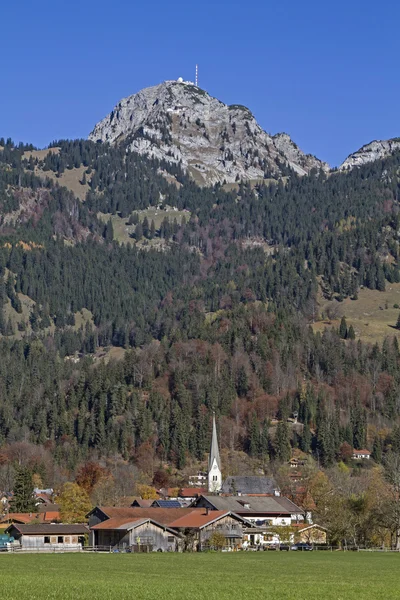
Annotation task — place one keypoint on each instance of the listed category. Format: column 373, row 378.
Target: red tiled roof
column 117, row 523
column 197, row 520
column 142, row 503
column 51, row 516
column 191, row 492
column 19, row 517
column 50, row 529
column 25, row 518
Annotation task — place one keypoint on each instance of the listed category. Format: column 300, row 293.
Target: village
column 238, row 513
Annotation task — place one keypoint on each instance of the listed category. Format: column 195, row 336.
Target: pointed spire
column 214, row 452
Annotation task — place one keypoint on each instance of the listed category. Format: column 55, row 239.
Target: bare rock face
column 181, row 123
column 376, row 150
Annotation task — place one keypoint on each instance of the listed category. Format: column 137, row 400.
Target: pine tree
column 282, row 442
column 23, row 491
column 343, row 328
column 351, row 335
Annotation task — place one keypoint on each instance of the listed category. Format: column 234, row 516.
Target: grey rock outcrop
column 214, row 142
column 375, row 150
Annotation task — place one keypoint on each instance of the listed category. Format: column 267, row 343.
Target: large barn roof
column 249, row 485
column 50, row 529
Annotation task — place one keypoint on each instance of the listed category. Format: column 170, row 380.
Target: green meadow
column 242, row 576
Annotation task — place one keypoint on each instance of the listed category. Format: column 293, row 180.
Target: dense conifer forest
column 217, row 318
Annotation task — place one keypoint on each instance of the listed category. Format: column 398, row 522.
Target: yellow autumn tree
column 147, row 492
column 74, row 503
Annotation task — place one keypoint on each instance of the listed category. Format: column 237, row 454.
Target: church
column 235, row 485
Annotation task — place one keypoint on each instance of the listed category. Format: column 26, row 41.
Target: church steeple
column 214, row 463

-=-=-

Except for the pictures, reproduce every line exactly.

Annotation task — place one keypoint on each instance of the listed category. Format: column 373, row 378.
Target: red tiled roof
column 117, row 523
column 197, row 520
column 142, row 503
column 51, row 516
column 191, row 492
column 19, row 517
column 50, row 529
column 25, row 518
Annotation task — place one keypoint on each instance of the listed category. Format: column 300, row 293.
Target: village
column 238, row 513
Annotation task — place one keypoint on each instance of the listed category. Format: column 195, row 336.
Target: pointed spire
column 214, row 452
Annotation task — place one keypoint on each instance of the listed category. Format: column 55, row 239.
Target: bare rock face
column 181, row 123
column 376, row 150
Annotation task — place one keypoint on each instance of the listed category. Format: column 137, row 400.
Target: pine tree
column 282, row 442
column 23, row 491
column 343, row 328
column 351, row 335
Annotation task — place one keypoint on each instance of the listed category. Format: column 234, row 516.
Target: grey rock outcrop
column 214, row 142
column 375, row 150
Annotation task — place one keypoint on each instance of the listed category. Format: column 267, row 343.
Target: large barn roof
column 249, row 485
column 50, row 529
Annotation task — place one keypoint on each instance of the listed category. Format: column 170, row 380.
Target: green meadow
column 242, row 576
Annotation task — place one keypoint on each instance of the listed category. Format: column 293, row 180.
Target: dense conifer forest
column 217, row 318
Annotation task — place one keypoint on each instance of the listed category. Format: column 398, row 522.
Target: yellow autumn tree
column 147, row 492
column 74, row 503
Annotation task — place one keypoint on each instance of the listed category. Format: column 237, row 454.
Target: church
column 235, row 485
Annotation task — place one keypoint on each instance of the listed category. Format: column 26, row 41.
Target: church steeple
column 214, row 463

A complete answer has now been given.